> **WHAT YOU SHOULD DO**:
Quote exactly the lines running from the line with "jacket sleeve, return" to the end of the entries, including both, and nothing else.

-- Begin SUPPLIED ENTRIES --

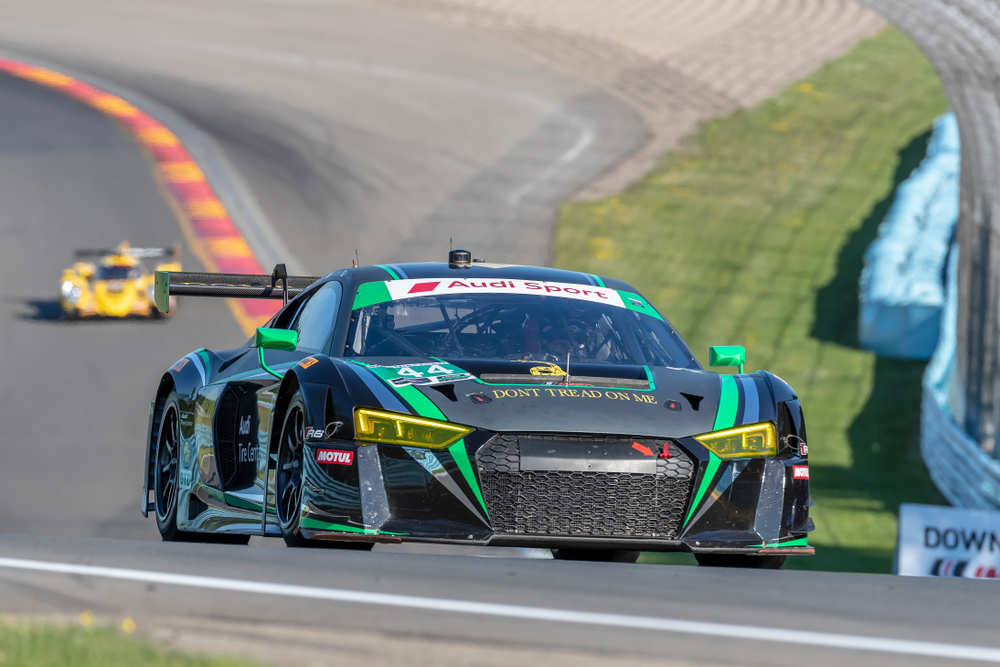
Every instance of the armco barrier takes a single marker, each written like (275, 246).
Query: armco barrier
(902, 284)
(965, 475)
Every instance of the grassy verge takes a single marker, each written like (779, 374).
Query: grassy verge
(36, 645)
(755, 236)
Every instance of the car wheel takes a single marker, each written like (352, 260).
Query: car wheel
(741, 561)
(290, 478)
(596, 555)
(165, 482)
(167, 457)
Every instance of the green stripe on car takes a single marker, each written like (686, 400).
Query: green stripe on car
(635, 302)
(706, 480)
(800, 542)
(461, 456)
(395, 276)
(729, 400)
(315, 524)
(371, 293)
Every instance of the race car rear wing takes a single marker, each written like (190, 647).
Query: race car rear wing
(230, 285)
(137, 253)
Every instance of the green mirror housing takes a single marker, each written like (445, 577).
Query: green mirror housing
(276, 339)
(161, 291)
(727, 355)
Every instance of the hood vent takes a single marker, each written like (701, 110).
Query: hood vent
(612, 383)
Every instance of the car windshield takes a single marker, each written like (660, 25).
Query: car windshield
(515, 326)
(117, 272)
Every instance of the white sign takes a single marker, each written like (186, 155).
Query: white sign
(408, 289)
(937, 541)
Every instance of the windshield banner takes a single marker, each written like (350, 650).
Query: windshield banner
(408, 289)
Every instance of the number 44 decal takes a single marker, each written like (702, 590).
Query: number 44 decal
(436, 369)
(423, 374)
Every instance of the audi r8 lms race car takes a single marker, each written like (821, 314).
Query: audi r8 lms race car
(476, 404)
(113, 283)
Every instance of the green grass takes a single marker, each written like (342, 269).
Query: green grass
(36, 645)
(755, 234)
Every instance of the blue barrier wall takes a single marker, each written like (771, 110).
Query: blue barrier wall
(902, 283)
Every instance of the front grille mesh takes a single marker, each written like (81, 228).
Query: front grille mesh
(600, 504)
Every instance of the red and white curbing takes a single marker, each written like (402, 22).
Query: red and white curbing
(207, 226)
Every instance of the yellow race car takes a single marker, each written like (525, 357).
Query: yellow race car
(114, 283)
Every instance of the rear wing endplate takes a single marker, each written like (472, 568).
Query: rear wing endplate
(229, 285)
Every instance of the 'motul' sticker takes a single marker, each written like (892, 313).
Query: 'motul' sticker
(408, 289)
(335, 456)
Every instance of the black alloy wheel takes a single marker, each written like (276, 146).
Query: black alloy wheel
(165, 471)
(741, 561)
(596, 555)
(290, 478)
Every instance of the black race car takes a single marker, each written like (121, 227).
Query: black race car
(470, 403)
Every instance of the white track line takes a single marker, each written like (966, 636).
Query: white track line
(824, 639)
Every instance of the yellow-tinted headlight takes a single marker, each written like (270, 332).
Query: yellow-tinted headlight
(393, 428)
(742, 442)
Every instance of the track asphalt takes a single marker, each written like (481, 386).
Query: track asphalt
(673, 614)
(390, 129)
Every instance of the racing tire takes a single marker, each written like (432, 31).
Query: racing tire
(289, 479)
(741, 561)
(596, 555)
(165, 482)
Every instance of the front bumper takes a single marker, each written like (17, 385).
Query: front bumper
(532, 490)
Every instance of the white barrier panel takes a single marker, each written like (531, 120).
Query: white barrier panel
(936, 541)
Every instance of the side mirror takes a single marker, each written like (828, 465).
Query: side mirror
(727, 355)
(276, 339)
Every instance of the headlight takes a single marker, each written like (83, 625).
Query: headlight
(70, 291)
(393, 428)
(742, 442)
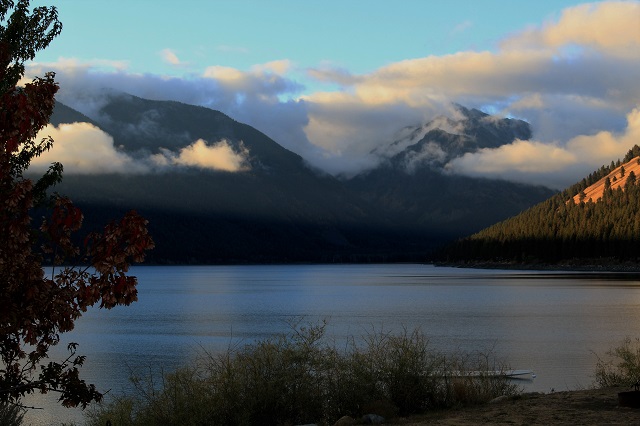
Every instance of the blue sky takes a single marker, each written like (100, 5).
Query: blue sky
(333, 80)
(360, 36)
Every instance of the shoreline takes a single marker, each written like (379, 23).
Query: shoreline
(572, 266)
(598, 406)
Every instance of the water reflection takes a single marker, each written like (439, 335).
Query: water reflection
(549, 322)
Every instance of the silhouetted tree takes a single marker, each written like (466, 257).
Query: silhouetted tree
(34, 308)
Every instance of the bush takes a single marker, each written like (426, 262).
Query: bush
(297, 379)
(622, 366)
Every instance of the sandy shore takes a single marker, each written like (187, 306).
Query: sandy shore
(581, 407)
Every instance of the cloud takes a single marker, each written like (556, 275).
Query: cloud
(553, 165)
(571, 77)
(219, 156)
(611, 26)
(84, 149)
(170, 57)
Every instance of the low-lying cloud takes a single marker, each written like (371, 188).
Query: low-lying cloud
(574, 79)
(219, 156)
(85, 149)
(549, 164)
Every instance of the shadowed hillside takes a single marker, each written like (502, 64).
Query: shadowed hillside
(593, 222)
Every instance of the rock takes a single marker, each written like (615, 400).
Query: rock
(372, 419)
(498, 399)
(345, 421)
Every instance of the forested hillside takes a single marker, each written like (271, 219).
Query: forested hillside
(569, 227)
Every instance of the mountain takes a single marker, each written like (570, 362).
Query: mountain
(596, 221)
(276, 209)
(412, 183)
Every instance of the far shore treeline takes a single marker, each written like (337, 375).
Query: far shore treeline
(604, 231)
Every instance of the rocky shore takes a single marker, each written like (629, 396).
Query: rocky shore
(580, 407)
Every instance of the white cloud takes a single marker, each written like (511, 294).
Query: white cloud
(547, 164)
(219, 156)
(572, 76)
(84, 149)
(170, 57)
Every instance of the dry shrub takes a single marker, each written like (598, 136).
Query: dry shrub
(621, 366)
(298, 378)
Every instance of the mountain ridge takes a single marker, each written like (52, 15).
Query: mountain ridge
(278, 209)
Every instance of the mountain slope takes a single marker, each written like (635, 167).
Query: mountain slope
(563, 230)
(413, 185)
(276, 209)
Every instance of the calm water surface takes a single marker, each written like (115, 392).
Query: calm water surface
(548, 322)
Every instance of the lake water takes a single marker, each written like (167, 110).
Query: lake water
(548, 322)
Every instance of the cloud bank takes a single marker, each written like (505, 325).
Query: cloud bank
(574, 79)
(84, 149)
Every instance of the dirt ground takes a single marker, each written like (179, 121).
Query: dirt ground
(581, 407)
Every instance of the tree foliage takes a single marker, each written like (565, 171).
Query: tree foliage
(559, 229)
(36, 308)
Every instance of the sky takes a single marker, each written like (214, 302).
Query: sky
(334, 80)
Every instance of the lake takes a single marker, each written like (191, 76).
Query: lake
(550, 322)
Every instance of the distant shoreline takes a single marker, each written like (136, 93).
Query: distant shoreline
(576, 265)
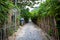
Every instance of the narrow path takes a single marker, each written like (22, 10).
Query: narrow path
(30, 32)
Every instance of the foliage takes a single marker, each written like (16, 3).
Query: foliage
(5, 6)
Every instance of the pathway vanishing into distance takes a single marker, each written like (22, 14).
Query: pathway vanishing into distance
(31, 32)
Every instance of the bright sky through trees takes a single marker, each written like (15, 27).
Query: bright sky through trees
(35, 5)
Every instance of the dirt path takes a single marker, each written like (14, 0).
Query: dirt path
(29, 32)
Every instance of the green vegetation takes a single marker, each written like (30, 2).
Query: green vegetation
(5, 6)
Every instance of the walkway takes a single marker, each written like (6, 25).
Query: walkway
(30, 32)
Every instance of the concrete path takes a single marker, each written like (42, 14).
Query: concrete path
(30, 32)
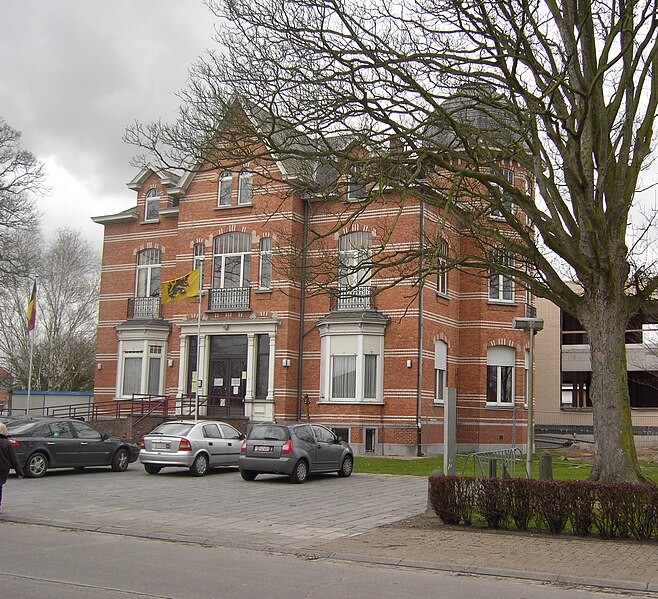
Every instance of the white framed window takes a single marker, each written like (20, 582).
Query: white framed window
(265, 272)
(147, 283)
(141, 368)
(152, 205)
(356, 187)
(225, 189)
(501, 284)
(245, 187)
(499, 195)
(442, 269)
(500, 375)
(231, 260)
(440, 370)
(352, 364)
(354, 290)
(199, 251)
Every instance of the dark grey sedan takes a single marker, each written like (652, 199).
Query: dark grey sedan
(296, 450)
(45, 443)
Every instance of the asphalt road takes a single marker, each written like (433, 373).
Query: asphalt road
(39, 561)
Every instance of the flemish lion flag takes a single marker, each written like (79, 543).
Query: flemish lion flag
(32, 309)
(185, 286)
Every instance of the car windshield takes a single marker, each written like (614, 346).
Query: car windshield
(175, 429)
(269, 432)
(20, 427)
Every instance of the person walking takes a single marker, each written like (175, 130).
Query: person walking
(8, 459)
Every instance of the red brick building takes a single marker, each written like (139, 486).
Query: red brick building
(369, 358)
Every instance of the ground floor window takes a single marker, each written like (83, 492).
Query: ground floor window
(500, 375)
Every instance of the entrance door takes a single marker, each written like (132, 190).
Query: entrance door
(228, 384)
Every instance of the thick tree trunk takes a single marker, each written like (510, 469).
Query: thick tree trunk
(615, 458)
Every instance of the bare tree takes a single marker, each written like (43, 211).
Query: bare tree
(21, 177)
(442, 94)
(67, 306)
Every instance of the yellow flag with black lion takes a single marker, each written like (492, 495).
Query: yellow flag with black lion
(185, 286)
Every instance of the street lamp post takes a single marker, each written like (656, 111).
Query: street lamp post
(533, 326)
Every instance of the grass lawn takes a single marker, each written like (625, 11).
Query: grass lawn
(564, 466)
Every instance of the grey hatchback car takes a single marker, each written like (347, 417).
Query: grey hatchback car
(296, 450)
(194, 444)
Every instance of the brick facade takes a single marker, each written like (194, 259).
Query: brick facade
(261, 341)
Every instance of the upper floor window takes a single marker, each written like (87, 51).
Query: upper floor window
(356, 187)
(148, 273)
(501, 285)
(442, 269)
(152, 205)
(225, 189)
(199, 250)
(354, 270)
(500, 375)
(440, 370)
(265, 274)
(231, 260)
(500, 196)
(245, 187)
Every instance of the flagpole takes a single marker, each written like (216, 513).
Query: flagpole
(198, 344)
(30, 340)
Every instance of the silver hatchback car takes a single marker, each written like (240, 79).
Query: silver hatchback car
(194, 444)
(294, 449)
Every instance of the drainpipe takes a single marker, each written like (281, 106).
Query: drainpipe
(302, 307)
(421, 284)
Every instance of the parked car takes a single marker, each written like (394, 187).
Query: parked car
(43, 443)
(194, 444)
(296, 450)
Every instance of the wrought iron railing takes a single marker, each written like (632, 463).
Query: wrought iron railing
(229, 298)
(144, 307)
(353, 298)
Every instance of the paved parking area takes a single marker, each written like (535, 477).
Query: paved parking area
(219, 508)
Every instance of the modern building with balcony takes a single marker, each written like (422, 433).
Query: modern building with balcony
(369, 356)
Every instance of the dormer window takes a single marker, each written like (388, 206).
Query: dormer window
(245, 187)
(500, 196)
(152, 205)
(225, 189)
(356, 188)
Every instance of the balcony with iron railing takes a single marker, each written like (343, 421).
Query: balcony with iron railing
(353, 298)
(144, 307)
(229, 298)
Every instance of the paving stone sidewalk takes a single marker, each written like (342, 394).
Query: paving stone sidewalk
(375, 518)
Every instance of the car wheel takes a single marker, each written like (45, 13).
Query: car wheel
(300, 473)
(346, 467)
(36, 465)
(200, 466)
(120, 460)
(248, 474)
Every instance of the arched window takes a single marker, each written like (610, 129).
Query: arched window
(231, 271)
(148, 273)
(152, 205)
(225, 189)
(354, 270)
(500, 375)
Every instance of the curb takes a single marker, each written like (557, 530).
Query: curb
(602, 583)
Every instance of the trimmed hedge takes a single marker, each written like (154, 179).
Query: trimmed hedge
(614, 510)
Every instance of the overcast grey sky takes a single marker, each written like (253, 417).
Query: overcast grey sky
(75, 73)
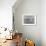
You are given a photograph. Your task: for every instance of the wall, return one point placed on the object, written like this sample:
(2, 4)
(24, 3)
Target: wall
(6, 13)
(43, 22)
(29, 32)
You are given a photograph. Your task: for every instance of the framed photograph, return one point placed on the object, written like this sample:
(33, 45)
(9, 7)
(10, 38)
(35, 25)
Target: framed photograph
(29, 20)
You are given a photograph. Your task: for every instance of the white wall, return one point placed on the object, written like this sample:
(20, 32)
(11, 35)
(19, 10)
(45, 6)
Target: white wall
(29, 7)
(6, 13)
(43, 22)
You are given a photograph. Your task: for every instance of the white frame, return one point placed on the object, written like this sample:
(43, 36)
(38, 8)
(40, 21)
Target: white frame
(28, 15)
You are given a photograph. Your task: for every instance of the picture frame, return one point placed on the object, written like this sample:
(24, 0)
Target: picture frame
(28, 19)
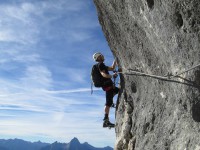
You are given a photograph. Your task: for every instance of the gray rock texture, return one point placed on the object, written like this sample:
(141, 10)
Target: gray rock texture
(157, 37)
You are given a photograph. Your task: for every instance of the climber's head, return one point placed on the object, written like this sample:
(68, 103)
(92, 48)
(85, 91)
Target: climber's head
(98, 57)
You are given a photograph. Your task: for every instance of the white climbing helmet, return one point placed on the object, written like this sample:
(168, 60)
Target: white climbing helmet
(96, 55)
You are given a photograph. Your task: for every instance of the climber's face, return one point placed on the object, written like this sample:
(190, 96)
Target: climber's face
(101, 58)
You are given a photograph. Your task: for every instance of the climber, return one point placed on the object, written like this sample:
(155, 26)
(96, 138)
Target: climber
(107, 85)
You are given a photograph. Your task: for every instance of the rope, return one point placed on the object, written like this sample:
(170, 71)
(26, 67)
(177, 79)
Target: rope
(178, 74)
(164, 78)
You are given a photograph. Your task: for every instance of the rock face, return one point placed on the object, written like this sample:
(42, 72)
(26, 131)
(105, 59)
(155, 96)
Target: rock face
(155, 37)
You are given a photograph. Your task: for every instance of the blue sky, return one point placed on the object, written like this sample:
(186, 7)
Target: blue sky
(46, 50)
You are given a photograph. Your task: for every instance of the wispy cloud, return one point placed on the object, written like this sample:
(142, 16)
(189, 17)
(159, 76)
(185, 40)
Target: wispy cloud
(45, 62)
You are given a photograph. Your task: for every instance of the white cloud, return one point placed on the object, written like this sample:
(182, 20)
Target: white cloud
(44, 83)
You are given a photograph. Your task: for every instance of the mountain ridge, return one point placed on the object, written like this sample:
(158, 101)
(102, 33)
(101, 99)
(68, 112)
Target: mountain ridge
(19, 144)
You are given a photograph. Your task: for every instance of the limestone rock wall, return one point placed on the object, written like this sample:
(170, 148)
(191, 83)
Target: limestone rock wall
(156, 37)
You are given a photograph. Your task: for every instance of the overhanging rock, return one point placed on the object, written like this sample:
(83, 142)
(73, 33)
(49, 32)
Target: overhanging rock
(156, 37)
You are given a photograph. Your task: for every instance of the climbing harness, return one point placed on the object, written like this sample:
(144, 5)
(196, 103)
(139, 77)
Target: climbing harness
(167, 77)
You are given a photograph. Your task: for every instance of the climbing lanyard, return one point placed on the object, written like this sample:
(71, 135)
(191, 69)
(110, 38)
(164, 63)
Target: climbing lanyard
(167, 77)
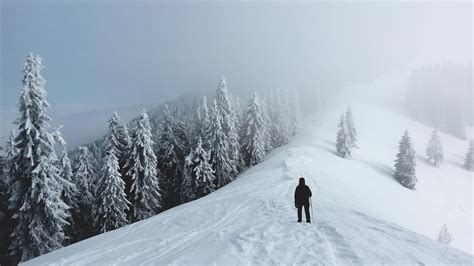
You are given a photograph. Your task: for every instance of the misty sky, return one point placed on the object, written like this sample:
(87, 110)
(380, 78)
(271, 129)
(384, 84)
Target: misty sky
(128, 53)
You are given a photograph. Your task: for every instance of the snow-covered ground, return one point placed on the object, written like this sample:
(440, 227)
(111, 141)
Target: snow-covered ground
(362, 215)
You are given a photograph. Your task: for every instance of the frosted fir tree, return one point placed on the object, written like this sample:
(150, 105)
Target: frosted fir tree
(405, 163)
(444, 235)
(172, 149)
(145, 190)
(279, 122)
(86, 178)
(120, 141)
(6, 224)
(469, 161)
(434, 150)
(294, 111)
(268, 123)
(351, 130)
(112, 201)
(39, 214)
(253, 134)
(198, 175)
(70, 195)
(229, 125)
(218, 147)
(203, 120)
(343, 142)
(119, 138)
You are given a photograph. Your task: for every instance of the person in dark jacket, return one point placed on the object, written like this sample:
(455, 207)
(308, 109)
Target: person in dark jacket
(302, 195)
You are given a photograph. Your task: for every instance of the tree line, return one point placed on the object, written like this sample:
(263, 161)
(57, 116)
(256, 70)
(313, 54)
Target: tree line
(405, 162)
(179, 154)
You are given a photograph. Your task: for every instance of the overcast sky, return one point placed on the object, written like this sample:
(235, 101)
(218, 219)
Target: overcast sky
(132, 53)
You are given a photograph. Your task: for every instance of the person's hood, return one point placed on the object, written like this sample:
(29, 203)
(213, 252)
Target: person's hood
(302, 181)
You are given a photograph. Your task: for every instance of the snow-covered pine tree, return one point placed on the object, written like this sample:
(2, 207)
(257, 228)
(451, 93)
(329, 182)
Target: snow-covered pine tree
(112, 202)
(229, 125)
(268, 123)
(218, 147)
(294, 111)
(39, 214)
(198, 175)
(405, 163)
(6, 225)
(279, 123)
(253, 134)
(444, 235)
(203, 121)
(172, 148)
(469, 160)
(70, 196)
(120, 141)
(145, 190)
(351, 130)
(434, 150)
(343, 144)
(86, 178)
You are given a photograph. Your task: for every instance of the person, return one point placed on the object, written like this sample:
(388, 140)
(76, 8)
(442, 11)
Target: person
(302, 195)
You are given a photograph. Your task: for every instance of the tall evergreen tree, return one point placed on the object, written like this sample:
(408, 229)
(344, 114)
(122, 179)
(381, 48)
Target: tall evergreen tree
(85, 177)
(268, 123)
(70, 196)
(145, 190)
(203, 121)
(6, 190)
(351, 130)
(343, 142)
(434, 150)
(405, 163)
(172, 148)
(253, 134)
(120, 141)
(279, 122)
(112, 201)
(39, 214)
(198, 175)
(469, 161)
(218, 147)
(228, 123)
(294, 111)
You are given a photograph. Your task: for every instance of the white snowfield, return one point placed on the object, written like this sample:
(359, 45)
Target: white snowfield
(361, 214)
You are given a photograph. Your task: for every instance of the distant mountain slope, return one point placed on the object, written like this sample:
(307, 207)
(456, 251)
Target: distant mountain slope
(362, 215)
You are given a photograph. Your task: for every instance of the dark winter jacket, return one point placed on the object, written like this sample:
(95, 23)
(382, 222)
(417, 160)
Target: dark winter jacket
(302, 193)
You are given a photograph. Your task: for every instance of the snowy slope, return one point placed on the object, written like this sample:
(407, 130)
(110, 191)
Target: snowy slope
(362, 215)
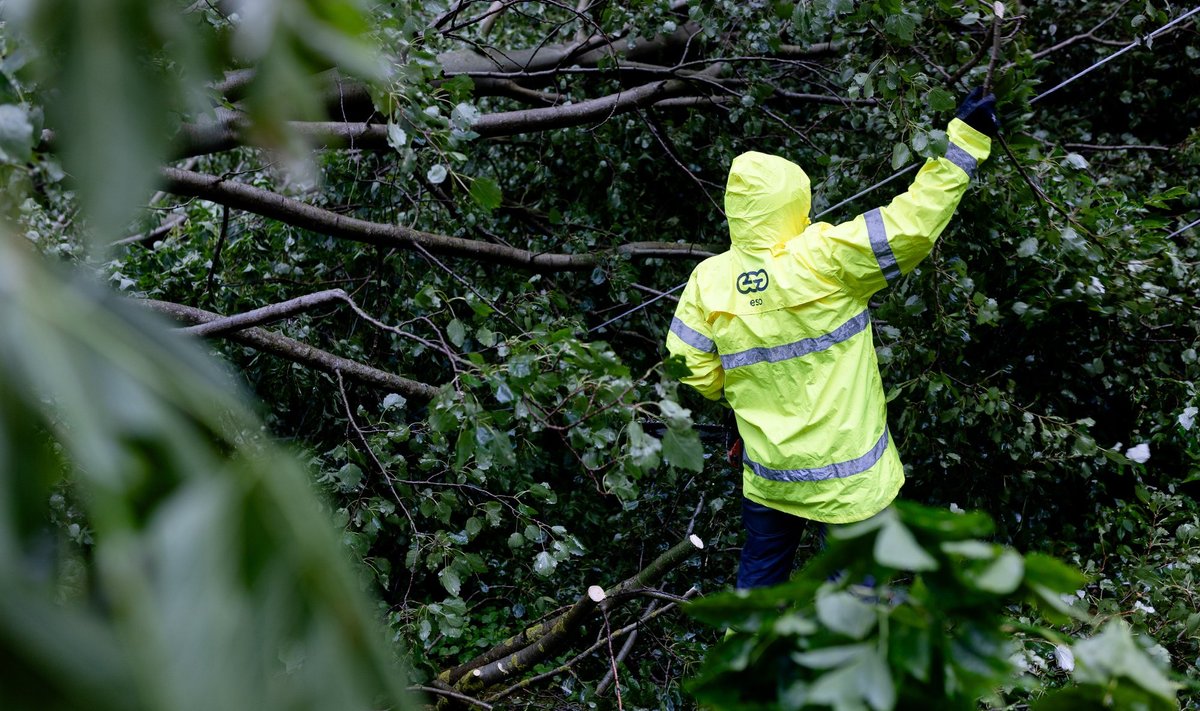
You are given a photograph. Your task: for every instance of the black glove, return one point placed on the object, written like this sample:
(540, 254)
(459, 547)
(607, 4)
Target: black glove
(979, 112)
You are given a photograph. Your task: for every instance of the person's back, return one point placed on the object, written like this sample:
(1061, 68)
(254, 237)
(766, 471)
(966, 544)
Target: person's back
(779, 327)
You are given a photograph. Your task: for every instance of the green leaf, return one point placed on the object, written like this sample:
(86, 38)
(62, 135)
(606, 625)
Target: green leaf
(845, 614)
(1115, 655)
(831, 657)
(1053, 574)
(457, 333)
(450, 580)
(349, 477)
(1003, 575)
(940, 100)
(544, 563)
(897, 548)
(486, 193)
(683, 449)
(900, 27)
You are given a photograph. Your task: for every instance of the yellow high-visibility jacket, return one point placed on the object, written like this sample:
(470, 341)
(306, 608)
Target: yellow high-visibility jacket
(779, 327)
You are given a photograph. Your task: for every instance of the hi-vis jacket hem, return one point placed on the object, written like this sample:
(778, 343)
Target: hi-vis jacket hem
(779, 327)
(798, 348)
(834, 471)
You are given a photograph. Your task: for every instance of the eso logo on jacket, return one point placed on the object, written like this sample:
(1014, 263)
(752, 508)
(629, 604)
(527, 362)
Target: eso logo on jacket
(753, 281)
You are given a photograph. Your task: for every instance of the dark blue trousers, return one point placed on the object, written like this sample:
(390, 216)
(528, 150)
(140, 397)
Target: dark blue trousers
(769, 550)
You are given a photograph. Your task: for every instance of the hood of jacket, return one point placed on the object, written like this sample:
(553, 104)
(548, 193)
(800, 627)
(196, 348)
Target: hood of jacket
(767, 201)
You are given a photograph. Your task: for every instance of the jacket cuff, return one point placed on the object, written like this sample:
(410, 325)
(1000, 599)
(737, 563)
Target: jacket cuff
(969, 139)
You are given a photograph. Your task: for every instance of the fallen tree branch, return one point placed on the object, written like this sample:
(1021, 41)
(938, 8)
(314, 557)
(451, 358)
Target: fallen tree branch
(450, 694)
(546, 639)
(567, 665)
(611, 675)
(300, 352)
(265, 315)
(313, 219)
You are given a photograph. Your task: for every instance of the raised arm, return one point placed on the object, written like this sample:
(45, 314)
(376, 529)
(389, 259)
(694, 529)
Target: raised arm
(879, 246)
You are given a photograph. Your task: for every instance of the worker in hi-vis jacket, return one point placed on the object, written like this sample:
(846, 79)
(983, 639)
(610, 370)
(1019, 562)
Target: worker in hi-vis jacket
(779, 327)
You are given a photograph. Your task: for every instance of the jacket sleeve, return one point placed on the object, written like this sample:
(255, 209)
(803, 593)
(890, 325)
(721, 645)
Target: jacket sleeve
(691, 336)
(875, 249)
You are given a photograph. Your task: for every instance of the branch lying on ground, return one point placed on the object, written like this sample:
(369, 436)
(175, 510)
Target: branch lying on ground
(229, 129)
(543, 641)
(630, 629)
(265, 315)
(305, 216)
(303, 353)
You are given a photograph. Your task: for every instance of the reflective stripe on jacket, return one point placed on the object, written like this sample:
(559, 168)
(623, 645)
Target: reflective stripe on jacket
(779, 327)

-- End SUPPLIED ENTRIES --

> **THE RESULT**:
You are given a photograph. Your task: for every instance of the jacket sleeve, return one point placed on the object, written like this sample:
(255, 209)
(803, 593)
(890, 325)
(721, 645)
Target: jacket sleeve
(691, 336)
(875, 249)
You are given a photograph. Your task: for every instance of the branch lying on ground, return one point placed on the object, written like this sample:
(369, 436)
(175, 510)
Target: branch lying on ground
(229, 129)
(543, 641)
(630, 629)
(265, 315)
(305, 216)
(303, 353)
You are given a photograph. Your task: for every instance of the reflective stripe on jacket, return one point placed on the object, written like this sample:
(559, 168)
(623, 645)
Target: reflective stripe on jacket
(779, 327)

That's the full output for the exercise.